**** TEXT SEGMENT ****

Trollope was undoubtedly categorised by his contemporaries as a sensational novelist and was here
defending his own work, but these words are as true of the sensational novel of today as they were when they were written.

Both
Caleb Williams
and
The Moonstone
could be described as sensational. Hazlitt, the theatre critic and essayist (1778-1830), thought that nobody who began
Caleb Williams
could fail to finish it and that nobody who read it could possibly forget it, yet I have to admit that in adolescence I found it difficult to get through and now have only the vaguest memory of its long and complicated plot. Certainly the novel has at its heart a murder, an amateur detective—Caleb Williams—who tells the story, a pursuit, disguise, clues to the truth of the murder for which two innocent men were hanged, and at the end a deathbed confession. But Godwin was using this dramatic and complicated adventure story to promote his belief in an ideal anarchism and, so far from justifying the rule of law,
Caleb Williams
was intended to show that to trust in social institutions is to invite betrayal. The novel is important both to English fiction generally and to the history of the detective story because Godwin was the first writer to use what he hoped would be a popular form as propaganda on behalf of the poor and exploited, and in particular to expose the injustice of the legal system. This was not a
path followed by writers of the interwar years, who were more interested in puzzling and entertaining their readers than in the defects of contemporary society, and I would argue that, with a very few exceptions, it is mainly the modern detective writers who have set out not only to provide an exciting and credible mystery, but to examine and criticise the world which their characters inhabit. Today, however, this is done with less didacticism and more detachment and subtlety than was shown by William Godwin, and arises from the reality of the characters and their world rather than from any ostensible desire to promote a particular social doctrine.

**** RECORDS SHOWN ****

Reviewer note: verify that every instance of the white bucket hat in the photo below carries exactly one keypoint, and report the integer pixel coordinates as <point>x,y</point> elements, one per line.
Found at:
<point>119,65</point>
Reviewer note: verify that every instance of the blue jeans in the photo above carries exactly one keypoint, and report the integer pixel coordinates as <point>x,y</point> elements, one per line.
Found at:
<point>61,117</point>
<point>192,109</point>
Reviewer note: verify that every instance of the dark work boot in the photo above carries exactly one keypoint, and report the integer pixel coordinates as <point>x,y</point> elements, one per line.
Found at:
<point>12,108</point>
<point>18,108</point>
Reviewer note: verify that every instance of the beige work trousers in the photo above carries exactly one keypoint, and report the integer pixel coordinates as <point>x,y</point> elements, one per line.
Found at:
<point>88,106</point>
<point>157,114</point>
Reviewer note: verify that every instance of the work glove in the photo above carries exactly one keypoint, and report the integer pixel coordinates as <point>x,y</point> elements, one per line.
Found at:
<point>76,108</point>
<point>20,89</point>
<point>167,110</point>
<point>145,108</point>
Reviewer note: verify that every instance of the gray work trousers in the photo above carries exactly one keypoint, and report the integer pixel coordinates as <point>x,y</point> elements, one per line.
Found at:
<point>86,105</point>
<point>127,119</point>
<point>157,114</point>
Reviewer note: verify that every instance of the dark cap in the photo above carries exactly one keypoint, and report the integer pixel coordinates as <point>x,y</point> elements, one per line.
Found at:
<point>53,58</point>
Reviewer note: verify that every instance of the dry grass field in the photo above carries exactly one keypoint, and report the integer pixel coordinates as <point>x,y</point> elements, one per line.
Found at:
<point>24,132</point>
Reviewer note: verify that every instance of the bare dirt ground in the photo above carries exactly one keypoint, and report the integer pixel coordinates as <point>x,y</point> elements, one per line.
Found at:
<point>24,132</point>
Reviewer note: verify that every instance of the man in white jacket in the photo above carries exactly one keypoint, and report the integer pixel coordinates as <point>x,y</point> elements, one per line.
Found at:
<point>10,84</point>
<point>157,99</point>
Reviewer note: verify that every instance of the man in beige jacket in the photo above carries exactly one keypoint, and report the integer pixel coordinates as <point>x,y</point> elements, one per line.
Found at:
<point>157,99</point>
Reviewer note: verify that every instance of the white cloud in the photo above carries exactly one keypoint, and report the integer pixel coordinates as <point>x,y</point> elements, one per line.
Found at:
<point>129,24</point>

****

> [PROBLEM STATEMENT] Can you edit the passage on sensational fiction from "Trollope was undoubtedly" up to and including "they were written." so that "contemporaries" is replaced with "peers"?

> [RESULT OF THIS EXERCISE]
Trollope was undoubtedly categorised by his peers as a sensational novelist and was here
defending his own work, but these words are as true of the sensational novel of today as they were when they were written.